◆ SET TASK
Could you rewrite every line of the items below as a numbered list, skipping blank lines and leaving the pictures out?

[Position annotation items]

+---+

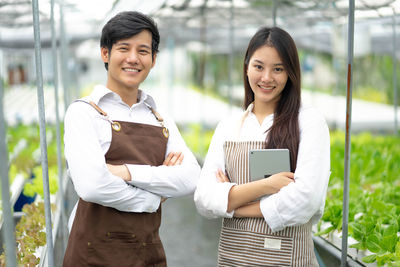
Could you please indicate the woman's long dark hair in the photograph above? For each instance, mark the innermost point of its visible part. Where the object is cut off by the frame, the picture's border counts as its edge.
(284, 132)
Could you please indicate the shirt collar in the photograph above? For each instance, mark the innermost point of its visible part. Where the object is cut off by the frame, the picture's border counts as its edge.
(100, 91)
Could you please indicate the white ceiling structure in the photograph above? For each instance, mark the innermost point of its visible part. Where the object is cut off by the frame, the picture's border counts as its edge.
(312, 23)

+---+

◆ FINISHED EXERCISE
1. Could you please indicate the woman's long dark hair in the photograph above? For each instance, mark the innermost point of its visible part. Where the object is cut off by the frame, the picture's border counts as its edge.
2. (284, 132)
3. Could you please indicate the shirt collar in the photograph above? For each instance, mark the innermost point of its visible part. Where the object is cut off by the frame, the picture's border counts as its edge.
4. (100, 91)
5. Could you please indicate the white ceiling structure in the photograph above? For each instance, mark the innermost point of its visible part. Where the object is cut off by the frame, the picture's border counts as its edge.
6. (312, 23)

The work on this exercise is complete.